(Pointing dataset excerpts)
* begin *

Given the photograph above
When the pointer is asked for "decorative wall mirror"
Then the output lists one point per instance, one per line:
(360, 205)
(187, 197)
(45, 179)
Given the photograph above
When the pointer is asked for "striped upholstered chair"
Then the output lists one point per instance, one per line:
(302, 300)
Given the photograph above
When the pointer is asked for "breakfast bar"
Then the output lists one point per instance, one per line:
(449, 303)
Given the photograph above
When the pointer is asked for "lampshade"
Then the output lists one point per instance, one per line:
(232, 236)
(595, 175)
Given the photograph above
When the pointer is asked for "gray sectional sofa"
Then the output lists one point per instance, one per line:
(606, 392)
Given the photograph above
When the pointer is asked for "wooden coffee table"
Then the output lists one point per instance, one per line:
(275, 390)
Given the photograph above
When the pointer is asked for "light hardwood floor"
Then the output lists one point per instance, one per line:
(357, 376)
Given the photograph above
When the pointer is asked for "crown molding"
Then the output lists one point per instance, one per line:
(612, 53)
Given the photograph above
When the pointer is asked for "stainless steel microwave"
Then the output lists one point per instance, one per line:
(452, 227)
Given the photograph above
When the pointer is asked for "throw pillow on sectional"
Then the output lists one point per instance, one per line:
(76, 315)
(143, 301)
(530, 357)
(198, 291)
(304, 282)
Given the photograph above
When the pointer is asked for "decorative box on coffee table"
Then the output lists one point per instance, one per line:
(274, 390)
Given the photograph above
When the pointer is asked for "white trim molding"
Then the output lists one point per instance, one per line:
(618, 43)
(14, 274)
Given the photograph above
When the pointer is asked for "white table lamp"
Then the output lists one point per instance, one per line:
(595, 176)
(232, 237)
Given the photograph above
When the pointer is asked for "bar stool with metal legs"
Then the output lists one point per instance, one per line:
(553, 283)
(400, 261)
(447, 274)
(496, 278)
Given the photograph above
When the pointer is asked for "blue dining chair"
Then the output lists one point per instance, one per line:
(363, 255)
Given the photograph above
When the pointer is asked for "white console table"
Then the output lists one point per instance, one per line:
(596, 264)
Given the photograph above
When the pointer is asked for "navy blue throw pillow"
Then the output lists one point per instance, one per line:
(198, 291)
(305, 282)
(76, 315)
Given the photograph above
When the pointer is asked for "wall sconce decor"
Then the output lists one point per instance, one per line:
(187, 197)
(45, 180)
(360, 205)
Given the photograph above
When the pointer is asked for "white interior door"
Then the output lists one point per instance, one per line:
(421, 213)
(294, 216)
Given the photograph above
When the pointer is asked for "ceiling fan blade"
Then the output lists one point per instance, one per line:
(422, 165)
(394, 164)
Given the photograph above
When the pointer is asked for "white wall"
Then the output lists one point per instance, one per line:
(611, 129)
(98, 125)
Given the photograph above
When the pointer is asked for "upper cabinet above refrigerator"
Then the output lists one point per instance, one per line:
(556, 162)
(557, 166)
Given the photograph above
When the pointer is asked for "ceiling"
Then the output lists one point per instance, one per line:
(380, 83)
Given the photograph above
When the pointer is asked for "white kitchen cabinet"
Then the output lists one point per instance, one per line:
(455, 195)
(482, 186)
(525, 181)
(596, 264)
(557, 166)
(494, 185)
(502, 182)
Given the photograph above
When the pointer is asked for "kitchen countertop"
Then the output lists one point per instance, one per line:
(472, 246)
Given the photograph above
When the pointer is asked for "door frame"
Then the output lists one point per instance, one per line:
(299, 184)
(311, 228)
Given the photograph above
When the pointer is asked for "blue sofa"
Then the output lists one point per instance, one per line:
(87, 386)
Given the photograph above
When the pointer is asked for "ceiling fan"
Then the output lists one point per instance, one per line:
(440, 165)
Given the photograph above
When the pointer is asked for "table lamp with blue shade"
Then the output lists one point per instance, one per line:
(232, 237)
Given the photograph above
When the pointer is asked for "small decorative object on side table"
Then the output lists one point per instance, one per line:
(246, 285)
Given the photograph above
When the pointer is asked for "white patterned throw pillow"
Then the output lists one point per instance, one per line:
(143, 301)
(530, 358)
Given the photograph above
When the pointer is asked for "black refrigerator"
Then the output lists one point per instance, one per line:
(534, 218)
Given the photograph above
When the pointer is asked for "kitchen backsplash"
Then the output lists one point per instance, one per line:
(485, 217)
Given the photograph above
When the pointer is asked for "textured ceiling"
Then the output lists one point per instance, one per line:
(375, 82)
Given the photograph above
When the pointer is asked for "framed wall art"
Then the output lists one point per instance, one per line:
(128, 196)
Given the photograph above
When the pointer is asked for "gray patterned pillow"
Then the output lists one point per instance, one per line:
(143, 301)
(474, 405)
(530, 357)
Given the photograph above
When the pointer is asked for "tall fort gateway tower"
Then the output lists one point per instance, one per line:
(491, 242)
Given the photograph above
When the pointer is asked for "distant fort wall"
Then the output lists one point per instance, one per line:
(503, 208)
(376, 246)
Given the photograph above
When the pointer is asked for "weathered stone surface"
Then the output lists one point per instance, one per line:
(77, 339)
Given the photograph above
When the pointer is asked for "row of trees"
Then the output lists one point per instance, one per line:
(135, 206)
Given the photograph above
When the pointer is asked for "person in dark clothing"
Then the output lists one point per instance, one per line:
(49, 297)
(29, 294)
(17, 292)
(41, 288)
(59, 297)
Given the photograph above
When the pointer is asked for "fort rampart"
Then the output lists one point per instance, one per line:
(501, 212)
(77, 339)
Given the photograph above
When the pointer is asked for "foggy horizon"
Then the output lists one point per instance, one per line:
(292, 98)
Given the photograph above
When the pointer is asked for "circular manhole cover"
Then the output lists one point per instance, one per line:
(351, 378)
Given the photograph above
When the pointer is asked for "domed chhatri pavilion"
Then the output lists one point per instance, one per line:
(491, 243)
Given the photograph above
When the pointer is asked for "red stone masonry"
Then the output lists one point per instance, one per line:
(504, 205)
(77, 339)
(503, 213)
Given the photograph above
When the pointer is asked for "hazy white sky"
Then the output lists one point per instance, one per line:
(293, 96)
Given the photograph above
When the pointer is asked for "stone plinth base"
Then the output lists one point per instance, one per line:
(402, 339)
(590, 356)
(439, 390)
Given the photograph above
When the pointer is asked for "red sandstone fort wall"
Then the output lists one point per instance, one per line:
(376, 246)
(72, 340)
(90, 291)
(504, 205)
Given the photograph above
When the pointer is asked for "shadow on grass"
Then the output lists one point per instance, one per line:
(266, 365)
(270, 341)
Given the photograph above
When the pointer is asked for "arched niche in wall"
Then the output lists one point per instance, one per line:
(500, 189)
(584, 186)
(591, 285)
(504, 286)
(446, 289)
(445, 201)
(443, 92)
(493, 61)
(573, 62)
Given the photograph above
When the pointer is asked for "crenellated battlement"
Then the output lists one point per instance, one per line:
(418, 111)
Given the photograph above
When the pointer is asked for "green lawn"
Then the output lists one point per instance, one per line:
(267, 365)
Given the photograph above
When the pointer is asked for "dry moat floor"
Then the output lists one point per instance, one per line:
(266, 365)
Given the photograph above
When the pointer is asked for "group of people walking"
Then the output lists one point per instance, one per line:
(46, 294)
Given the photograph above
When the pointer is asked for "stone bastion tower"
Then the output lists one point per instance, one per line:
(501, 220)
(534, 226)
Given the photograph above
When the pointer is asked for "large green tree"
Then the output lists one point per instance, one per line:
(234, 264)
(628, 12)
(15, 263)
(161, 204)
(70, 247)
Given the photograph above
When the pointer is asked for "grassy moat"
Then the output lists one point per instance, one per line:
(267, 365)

* end *

### Task description:
Every record above needs to be repeated word for word.

### Solution for this exercise:
Given the photograph above
When the pointer is asked for "decorative wall mirror"
Then the output lists one point per instance, one per line:
(360, 205)
(187, 197)
(45, 179)
Given the photograph above
When the pointer is asked for "striped upholstered chair"
Then the output lists one point per instance, one per line:
(302, 300)
Given the photograph above
When the pointer is asked for "breakfast bar"
Then the output lists one point per instance, one per line:
(449, 303)
Given the photograph above
When the pointer is asked for "lampshade"
Then the output lists one point per instance, one per line:
(232, 236)
(595, 175)
Given the photograph above
When the pointer is asked for "gray sectional sofa"
Then the output lists one point per instance, one per line:
(606, 392)
Given the photograph above
When the pointer is asked for "wooden coffee table"
Then the output lists one point per instance, one per line:
(275, 390)
Given the photograph above
When the pointer is asked for "light hardwood floor"
Then the output lists one point per instance, one per line:
(357, 376)
Given the photograph above
When the pointer is asked for "crown molding"
Then the output lists one point per instance, one per line:
(612, 53)
Given the photograph above
When the pointer is asked for "stainless steel microwave"
Then the output lists one point per instance, one per line:
(452, 227)
Given the photograph above
When the pointer is asked for "throw pillow on sectional"
Then the output lists one point per instance, one per line:
(76, 315)
(143, 301)
(530, 357)
(198, 291)
(304, 282)
Given the photograph above
When the pointer is asked for "decorative box on coffee table"
Then the output lists one point per instance, one per line:
(274, 390)
Given the photograph above
When the pointer is asked for "white trim molding"
Then the output lists one point per instance, one per line:
(618, 43)
(14, 274)
Given the photograph above
When the pointer is asked for "white table lamp"
Then the output lists one point per instance, one per line:
(595, 176)
(232, 237)
Given the photograph above
When the pointer is asked for "bar stool with metal legs"
Then the output lists one point per instance, one per line:
(553, 283)
(400, 261)
(447, 274)
(496, 278)
Given the photograph above
When the pointer is asked for "blue dining chair"
Then the output lists one point per instance, one per line:
(363, 255)
Given the photograph above
When the pointer is asked for "white console table"
Then the output lists one point per instance, one per line:
(596, 264)
Given the photograph above
When the pointer is asked for "navy blue throw pillow"
Then the output lists one point per instance, one per line:
(198, 291)
(305, 282)
(76, 315)
Given the photograph above
When the pointer is asked for "wall sconce decor"
Then the output lists one point per instance, one per line:
(187, 197)
(45, 180)
(360, 205)
Given the photograph above
When the pointer is asked for "white interior door"
Then the output lists one point per instance, one per line:
(421, 213)
(294, 216)
Given the photograph above
When the pointer is asked for "ceiling fan blade"
Then the output lists one point per instance, one per line:
(422, 165)
(394, 164)
Given the photograph above
When the pointer is asked for "white wall"
Then the output lists one point per instance, one per line:
(611, 129)
(98, 125)
Given the photograph above
When the pointer is asked for "upper cabinet above refrigerator"
Then the output lists one point per instance, one per line:
(556, 162)
(557, 166)
Given the photograph above
When the pointer is asked for "ceiling"
Then the output lists one point per instance, one per line:
(380, 83)
Given the photograph above
When the pointer is asked for "white kitchen cabinet"
Then the output lists one point per instance, one per line:
(455, 195)
(482, 186)
(525, 181)
(596, 264)
(557, 166)
(494, 185)
(502, 182)
Given the photograph above
When the pointer is asked for "kitchen countertop"
Then the output lists one point per instance, one per line:
(472, 246)
Given the photograph above
When the pointer is asked for "door frame"
Then the output lists one point per instance, one per line:
(299, 184)
(311, 228)
Given the photograph above
When the pointer is asked for "blue sofa"
Then the output lists one point per instance, one per line:
(87, 386)
Given the photograph above
When the pointer is asked for "ceiling fan"
Then the output lists one point per instance, one per line:
(440, 165)
Given the photograph above
When the pointer is asked for "table lamp with blue shade"
Then the output lists one point per instance, one per line:
(232, 237)
Given the photograph above
When the pointer is asked for "small decorative object on side table"
Then the output lists one point per instance, one per line:
(246, 285)
Given the photograph above
When the pointer is asked for "white patterned throw pillow"
Then the output lists one point per instance, one per line:
(143, 301)
(530, 358)
Given the photograph above
When the pointer is asked for "black refrigerator"
Then the output lists one point per instance, one per line:
(534, 218)
Given the photograph above
When the pointer is asked for "kitchen backsplash"
Then the output lists one point per instance, one per line:
(485, 217)
Given the photograph above
When the pointer is asked for "textured ceiling"
Then the output lists one point per instance, one per line:
(375, 82)
Given the photograph above
When the pointer is asked for "framed wall art"
Then the output lists one point per instance, one per line:
(128, 196)
Given the photograph above
When the pointer is asked for "gray patterned pillow"
Then the output lists one point per instance, one per line:
(143, 301)
(474, 405)
(530, 357)
Given the photograph above
When the pointer is asked for "tall fort gateway tower"
Then the output lists one point per instance, one per line:
(491, 242)
Given the photograph above
When the pointer is asked for "distant fort wall"
Then the output lists one point per instance, one per line:
(503, 208)
(376, 246)
Given the photograph above
When the pointer is asked for "weathered stone surface"
Then the output lists one point per instance, one per line:
(77, 339)
Given the photograph above
When the pointer is asked for "row of trees"
Then the output lists one point per instance, one per line:
(135, 206)
Given the photograph above
When the pointer is asked for "person in dark clothing"
Then the output lists one point per instance, one per line:
(49, 297)
(29, 294)
(17, 292)
(41, 288)
(59, 297)
Given the photograph above
When the pointer is asked for "fort rampart"
Then the output lists one point per instance, one per line:
(501, 212)
(77, 339)
Given the photograph above
When the pointer is asked for "foggy horizon"
Then the output lists one point per instance, one per line:
(292, 98)
Given the photograph above
When the pointer is asked for "circular manhole cover"
Then the output lists one point per instance, one per line:
(351, 378)
Given the photograph above
When the pointer is asked for "domed chhatri pavilion"
Then the output lists one point per instance, one per line:
(491, 243)
Given the photograph above
When the pointer is asked for "red stone masonry"
Then the output lists one point per instance, one per line:
(504, 205)
(77, 339)
(503, 213)
Given the photograph above
When the pointer is asked for "hazy white sky"
Then the output lists one point per instance, one per line:
(293, 96)
Given the photograph above
When the pointer is asked for "stone plinth base"
Then the output lists one point per instance, one per line:
(402, 339)
(590, 356)
(439, 390)
Given the photograph above
When the pointer is asked for "red sandstone fort wall"
Then the output lists one point per instance, one per line:
(376, 246)
(72, 340)
(90, 291)
(504, 205)
Given the photograph above
When the pointer is asked for "shadow on grass"
Then the output lists one point per instance, one per line:
(266, 365)
(270, 341)
Given the photograph above
When the pointer is asked for "arched niche in wall"
Then the output lists one point per instance, one per line:
(500, 189)
(584, 186)
(591, 285)
(504, 286)
(446, 289)
(445, 201)
(443, 92)
(493, 61)
(573, 62)
Given the photograph above
When the pointer is asked for "crenellated battlement"
Then the output lists one point per instance, one per line:
(418, 111)
Given the photograph above
When the pointer is asked for "green lawn"
Then the output lists one point per instance, one per line:
(267, 365)
Given the photograph above
When the pointer is asked for "dry moat floor"
Then the output lists one point per instance, one per line:
(266, 365)
Given the photograph above
When the pointer is asked for "group of people walking"
Then the output lists one point per instance, one per line:
(46, 294)
Given the photograph above
When the pointer is asked for "stone bastion tower"
Then the output lists one point per instance, one per line:
(501, 220)
(534, 226)
Given the photograph above
When the pointer is asked for "large green tree"
Then the output lists one point per instance, one per line:
(234, 264)
(628, 12)
(15, 263)
(161, 204)
(70, 247)
Given the photograph above
When the pointer is asked for "grassy moat"
Then the output lists one point per instance, one per line:
(267, 365)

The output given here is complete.